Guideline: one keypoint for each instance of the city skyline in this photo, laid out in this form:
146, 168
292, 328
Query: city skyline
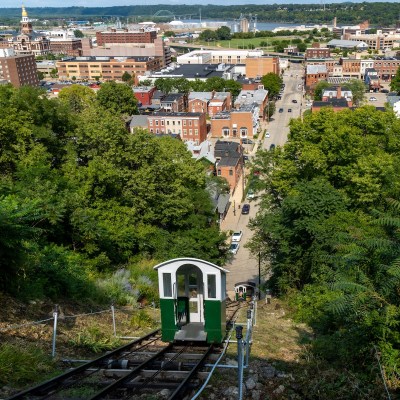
107, 3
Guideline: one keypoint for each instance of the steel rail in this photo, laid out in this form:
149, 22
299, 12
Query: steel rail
178, 393
58, 380
120, 382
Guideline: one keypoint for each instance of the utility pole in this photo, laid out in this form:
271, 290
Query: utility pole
259, 275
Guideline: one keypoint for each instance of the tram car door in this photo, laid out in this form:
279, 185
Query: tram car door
192, 300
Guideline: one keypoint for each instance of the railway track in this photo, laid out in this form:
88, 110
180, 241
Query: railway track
142, 366
146, 365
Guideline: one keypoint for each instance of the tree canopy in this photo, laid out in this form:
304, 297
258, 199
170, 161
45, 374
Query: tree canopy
328, 229
80, 196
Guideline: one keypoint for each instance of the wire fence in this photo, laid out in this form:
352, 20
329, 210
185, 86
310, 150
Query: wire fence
58, 318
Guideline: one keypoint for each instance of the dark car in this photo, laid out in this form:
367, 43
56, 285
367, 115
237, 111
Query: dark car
246, 208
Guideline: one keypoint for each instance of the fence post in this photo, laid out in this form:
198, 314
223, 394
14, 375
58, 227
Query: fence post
239, 336
55, 316
248, 336
113, 315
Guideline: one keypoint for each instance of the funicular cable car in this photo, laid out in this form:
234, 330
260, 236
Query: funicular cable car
192, 300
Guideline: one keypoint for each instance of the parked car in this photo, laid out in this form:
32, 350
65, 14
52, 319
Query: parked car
234, 247
245, 208
237, 236
247, 141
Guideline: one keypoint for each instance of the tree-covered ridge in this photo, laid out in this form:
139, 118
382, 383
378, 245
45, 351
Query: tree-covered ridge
81, 196
329, 229
346, 13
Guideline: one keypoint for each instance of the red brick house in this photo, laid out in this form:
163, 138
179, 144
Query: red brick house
210, 103
229, 162
144, 94
238, 123
190, 126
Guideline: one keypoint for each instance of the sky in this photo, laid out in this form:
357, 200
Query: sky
110, 3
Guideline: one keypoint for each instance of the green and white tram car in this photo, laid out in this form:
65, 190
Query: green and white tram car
192, 300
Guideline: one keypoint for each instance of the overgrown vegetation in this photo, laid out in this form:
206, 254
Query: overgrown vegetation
86, 208
329, 229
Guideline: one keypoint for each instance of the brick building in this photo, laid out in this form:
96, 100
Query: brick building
144, 94
19, 70
28, 41
229, 161
315, 74
387, 68
210, 103
259, 66
69, 46
351, 67
249, 97
174, 102
106, 68
237, 123
190, 126
317, 52
123, 36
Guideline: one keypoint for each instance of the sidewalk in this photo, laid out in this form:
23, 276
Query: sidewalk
232, 217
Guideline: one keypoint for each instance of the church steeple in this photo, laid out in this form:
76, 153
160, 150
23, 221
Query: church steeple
26, 26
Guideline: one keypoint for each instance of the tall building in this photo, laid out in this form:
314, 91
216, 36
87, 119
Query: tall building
19, 70
28, 41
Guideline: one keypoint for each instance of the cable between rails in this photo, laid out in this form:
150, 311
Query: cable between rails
214, 366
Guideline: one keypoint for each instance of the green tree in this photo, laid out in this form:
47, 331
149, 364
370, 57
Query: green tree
272, 82
78, 33
395, 83
117, 97
77, 97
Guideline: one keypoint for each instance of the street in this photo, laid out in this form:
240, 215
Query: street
244, 266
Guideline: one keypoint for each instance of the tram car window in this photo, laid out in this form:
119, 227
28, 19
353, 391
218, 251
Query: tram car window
244, 291
192, 300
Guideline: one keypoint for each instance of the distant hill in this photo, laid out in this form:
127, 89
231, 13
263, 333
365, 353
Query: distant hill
378, 13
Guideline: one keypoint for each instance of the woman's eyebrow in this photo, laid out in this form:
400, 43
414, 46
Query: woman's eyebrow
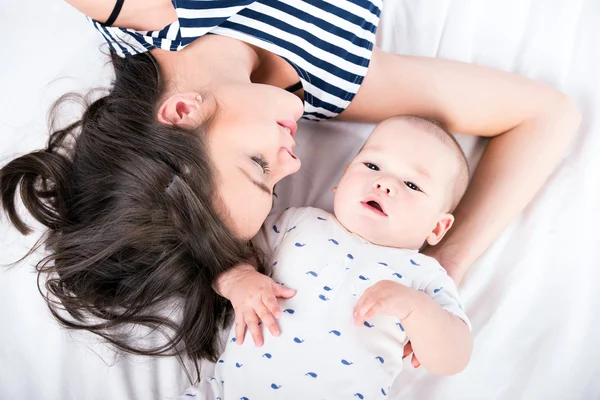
258, 184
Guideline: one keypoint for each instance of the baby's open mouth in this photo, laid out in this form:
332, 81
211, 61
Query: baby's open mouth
375, 206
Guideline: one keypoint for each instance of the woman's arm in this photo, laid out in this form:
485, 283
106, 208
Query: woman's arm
141, 15
530, 125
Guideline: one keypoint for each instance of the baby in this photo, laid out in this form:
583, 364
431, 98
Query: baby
362, 288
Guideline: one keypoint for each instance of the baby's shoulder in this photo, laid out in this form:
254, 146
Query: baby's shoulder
417, 265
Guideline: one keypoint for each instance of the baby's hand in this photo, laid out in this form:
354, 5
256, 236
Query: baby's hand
254, 299
387, 298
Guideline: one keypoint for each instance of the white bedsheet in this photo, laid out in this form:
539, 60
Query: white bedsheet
532, 298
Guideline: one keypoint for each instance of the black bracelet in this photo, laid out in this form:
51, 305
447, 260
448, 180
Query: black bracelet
115, 13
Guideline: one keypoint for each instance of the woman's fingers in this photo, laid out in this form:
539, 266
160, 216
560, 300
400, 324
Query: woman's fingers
240, 327
282, 291
266, 316
270, 302
252, 323
415, 361
407, 350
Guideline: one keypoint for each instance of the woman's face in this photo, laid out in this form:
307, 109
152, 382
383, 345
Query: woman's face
251, 146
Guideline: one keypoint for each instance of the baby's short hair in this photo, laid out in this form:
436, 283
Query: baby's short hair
436, 128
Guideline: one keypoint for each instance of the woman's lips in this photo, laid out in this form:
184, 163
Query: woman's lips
291, 125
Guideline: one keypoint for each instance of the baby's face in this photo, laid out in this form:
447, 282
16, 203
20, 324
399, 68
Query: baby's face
397, 189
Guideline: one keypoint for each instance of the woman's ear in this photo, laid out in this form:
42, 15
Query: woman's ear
182, 109
442, 225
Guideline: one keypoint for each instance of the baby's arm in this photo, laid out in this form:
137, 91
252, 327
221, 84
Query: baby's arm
441, 340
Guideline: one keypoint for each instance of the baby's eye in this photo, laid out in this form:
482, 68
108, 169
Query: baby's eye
412, 186
262, 163
372, 166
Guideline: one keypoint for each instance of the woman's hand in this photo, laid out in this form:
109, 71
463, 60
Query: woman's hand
254, 299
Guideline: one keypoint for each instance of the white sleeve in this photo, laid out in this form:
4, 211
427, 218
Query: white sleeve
275, 227
442, 289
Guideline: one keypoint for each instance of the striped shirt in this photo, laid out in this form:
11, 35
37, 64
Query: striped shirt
328, 42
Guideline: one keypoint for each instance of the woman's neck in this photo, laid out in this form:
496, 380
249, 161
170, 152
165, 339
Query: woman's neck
208, 61
212, 59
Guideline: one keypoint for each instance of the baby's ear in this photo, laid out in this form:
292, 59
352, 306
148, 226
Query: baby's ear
442, 225
182, 109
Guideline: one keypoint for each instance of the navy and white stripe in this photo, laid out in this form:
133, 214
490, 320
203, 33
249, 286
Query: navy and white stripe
328, 42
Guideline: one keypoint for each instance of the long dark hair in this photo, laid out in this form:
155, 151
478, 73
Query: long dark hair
133, 228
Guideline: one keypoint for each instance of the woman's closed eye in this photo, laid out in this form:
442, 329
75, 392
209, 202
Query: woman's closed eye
412, 186
262, 163
372, 166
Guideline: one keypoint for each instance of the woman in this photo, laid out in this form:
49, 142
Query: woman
174, 170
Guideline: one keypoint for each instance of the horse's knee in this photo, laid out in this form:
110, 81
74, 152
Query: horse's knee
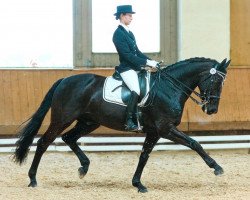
65, 138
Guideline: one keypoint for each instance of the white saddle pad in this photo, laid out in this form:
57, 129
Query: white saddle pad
112, 92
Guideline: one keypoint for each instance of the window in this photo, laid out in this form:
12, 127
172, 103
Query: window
36, 33
88, 20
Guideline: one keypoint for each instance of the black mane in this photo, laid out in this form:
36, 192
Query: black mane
190, 60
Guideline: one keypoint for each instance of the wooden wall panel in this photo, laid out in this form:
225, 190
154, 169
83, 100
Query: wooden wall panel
240, 32
21, 92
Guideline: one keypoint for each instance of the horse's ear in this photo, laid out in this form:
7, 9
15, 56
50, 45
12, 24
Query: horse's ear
223, 62
227, 64
221, 65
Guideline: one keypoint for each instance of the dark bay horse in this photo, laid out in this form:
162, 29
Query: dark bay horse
80, 98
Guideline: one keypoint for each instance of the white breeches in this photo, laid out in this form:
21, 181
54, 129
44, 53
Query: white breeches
130, 78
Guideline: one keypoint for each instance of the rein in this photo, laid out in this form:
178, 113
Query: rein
203, 98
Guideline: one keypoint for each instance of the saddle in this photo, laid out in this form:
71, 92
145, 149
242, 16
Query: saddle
116, 91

■ ■ ■ ■

Quote exactly and only the lines from the one holding "Guideline: one keypoint for each instance of the white saddle" through the end of the data.

Guideline: one keypoint for each instance of the white saddle pad in this photo, laid out in this form:
57, 129
Query: white saddle pad
112, 92
Guideline: one keypoint for each instance of the window in this photo, laid out in this form:
12, 127
172, 103
Query: window
36, 33
88, 20
Guideline: one keypoint for each instance of the black mane in this photo, laid out in this form:
36, 192
Query: black mane
190, 60
Guideline: one keypoint for each instance of the wooden wall panel in this photo, laid out in this form:
225, 190
154, 169
83, 100
Query: wooden wall panel
240, 32
21, 92
Guideline: one keypoint for each instance of the horse's ear in this photo, laid out in this form:
7, 9
15, 56
50, 45
12, 24
Query: horse's ear
223, 62
227, 64
221, 65
Guideline: one keypoint for each instance of the dark bay horse in this photo, laid out in this form:
162, 29
Query: dark bay horse
80, 98
Guideline: one keypoint for each instance of the white breeches in this photo, laid out in this form:
21, 181
54, 129
44, 53
Query: white breeches
130, 78
Guideline: one keypoint for each instance of the rein in this photo, laid out in this form:
178, 113
Query: rein
203, 98
Guideline: one keypoint for each instance of the saddle in this photo, laid out in this form:
71, 92
145, 149
242, 16
Query: saddle
116, 91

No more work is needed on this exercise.